▸ About this task
Output each record in full, exactly as it stands.

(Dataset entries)
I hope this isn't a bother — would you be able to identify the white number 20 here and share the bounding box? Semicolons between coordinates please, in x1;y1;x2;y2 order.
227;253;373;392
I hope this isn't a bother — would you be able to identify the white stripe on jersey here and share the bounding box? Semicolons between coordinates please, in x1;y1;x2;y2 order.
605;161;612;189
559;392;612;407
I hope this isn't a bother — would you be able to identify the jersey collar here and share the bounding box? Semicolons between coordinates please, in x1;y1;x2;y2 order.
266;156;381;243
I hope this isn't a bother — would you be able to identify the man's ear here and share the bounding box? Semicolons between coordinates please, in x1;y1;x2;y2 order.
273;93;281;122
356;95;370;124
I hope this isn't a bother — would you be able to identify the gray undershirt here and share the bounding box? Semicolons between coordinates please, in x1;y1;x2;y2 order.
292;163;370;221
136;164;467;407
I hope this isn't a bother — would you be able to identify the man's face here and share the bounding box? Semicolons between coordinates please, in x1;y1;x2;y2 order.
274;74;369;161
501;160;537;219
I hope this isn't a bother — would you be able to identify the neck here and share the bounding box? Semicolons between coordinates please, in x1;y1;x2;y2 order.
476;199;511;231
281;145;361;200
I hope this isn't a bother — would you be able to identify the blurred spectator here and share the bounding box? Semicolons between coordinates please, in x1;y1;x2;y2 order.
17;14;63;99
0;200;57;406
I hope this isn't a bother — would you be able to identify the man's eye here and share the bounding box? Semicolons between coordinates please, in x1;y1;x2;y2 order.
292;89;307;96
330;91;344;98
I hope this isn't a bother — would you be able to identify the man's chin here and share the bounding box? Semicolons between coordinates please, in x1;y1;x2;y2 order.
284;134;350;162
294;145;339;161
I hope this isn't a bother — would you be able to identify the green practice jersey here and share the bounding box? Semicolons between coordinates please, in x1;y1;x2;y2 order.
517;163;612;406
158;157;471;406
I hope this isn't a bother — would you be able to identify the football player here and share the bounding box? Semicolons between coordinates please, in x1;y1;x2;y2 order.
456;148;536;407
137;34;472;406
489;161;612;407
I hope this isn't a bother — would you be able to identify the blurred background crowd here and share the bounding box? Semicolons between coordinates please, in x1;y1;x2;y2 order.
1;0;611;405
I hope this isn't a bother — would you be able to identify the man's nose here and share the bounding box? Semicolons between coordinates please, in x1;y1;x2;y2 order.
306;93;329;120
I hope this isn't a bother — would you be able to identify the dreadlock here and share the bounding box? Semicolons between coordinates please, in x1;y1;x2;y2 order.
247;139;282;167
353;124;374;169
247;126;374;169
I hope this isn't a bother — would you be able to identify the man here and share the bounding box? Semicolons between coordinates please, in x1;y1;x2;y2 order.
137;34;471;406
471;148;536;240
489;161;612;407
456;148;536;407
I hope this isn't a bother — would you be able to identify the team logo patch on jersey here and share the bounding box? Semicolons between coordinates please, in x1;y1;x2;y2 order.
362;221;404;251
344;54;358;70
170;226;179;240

▸ Task result
I hope this isn't a bother — would you be able to identify the white number 20 here and share the bounding box? Semicolons between coordinates please, in x1;y1;x2;y2 order.
227;253;373;392
I hope this isn't a bother — would you be able to identify the white stripe on jersey here and share the bounding box? Semicolons between coordinates please, in x1;y1;x2;y2 order.
605;161;612;189
559;392;612;407
I hope this isn't a bother — would you be able to identify the jersey collar here and share the bounding box? Semicolons between coordinates please, in x1;y1;x2;y2 order.
266;156;381;243
I hope this isn't a bother — would you be able to identify the man's ear here and share the bounding box? Semicolons between coordinates please, in x1;y1;x2;y2 order.
273;93;281;122
356;95;370;124
I hope this isn't a bother — would you be able to identify the gray undershirt here and share the bounding box? Semicolons between coordinates please, in x1;y1;x2;y2 order.
292;163;370;221
136;164;467;407
I hope this isn't a bother — would you be able to identify the man's face here and share the bounding box? Semicolons between coordinates please, in x1;y1;x2;y2 order.
274;74;369;161
501;160;537;219
I hope this isn't a bother — would you be able to identify the neck here and share the bounding box? Semicolons between coordinates please, in x1;y1;x2;y2 order.
476;199;511;231
281;145;361;200
I hope this isn't a bother — would you be able to identify the blurred spectator here and share the bounding box? Semicolons between coordinates please, in x1;y1;x2;y2 order.
17;14;63;99
0;200;57;406
I hope this isn't a bother — would you be able to identify the man's eye here and share the bounding box? Semicolons between coordinates please, in x1;y1;x2;y2 order.
292;89;307;96
330;91;344;98
I hope this isn't a bother — would you be able to identify the man's chin here and share the bounding box? Semicolons between coordinates please, in x1;y1;x2;y2 order.
284;134;350;162
294;145;339;161
I hope this isn't a bother — would you be able to identify the green practice jersey here and share the bounding box? Semicolons between coordinates please, in x1;y1;x2;y2 order.
517;163;612;406
158;157;471;406
I hope this isn't a bother — would you be able to identify the football player here and share the bounding box? Semicolons between coordinates please, in x1;y1;x2;y2 order.
456;148;536;407
137;34;472;406
489;161;612;407
I hope this isn't a bother — would you be able to identify the blurred background crowd here and share the bounding box? Semicolons between coordinates please, in x1;y1;x2;y2 order.
1;0;611;405
I hope this isn't a bother — would you be able to identify the man's nose here and share the bounding box? Semicolons between coordinates please, in x1;y1;x2;y2 order.
306;93;329;120
I hope this isn't a bother — would you be able to identify the dreadlock here and share the bounding box? Semicolons between coordinates please, in x1;y1;x2;y2 order.
247;139;282;167
353;124;374;169
247;126;374;169
I hope this isn't a bother — would you be able to identify the man here and share the bounding box? Semicolons between coordinates please, in x1;y1;x2;y2 order.
137;34;471;406
471;148;536;240
489;161;612;407
456;148;536;407
I hope this isn't a bother — would you be able to identify the team logo patch on jersey here and share the bounding box? Semicolons between coordinates please, in x1;y1;x2;y2 order.
362;221;404;251
344;54;358;70
170;226;179;240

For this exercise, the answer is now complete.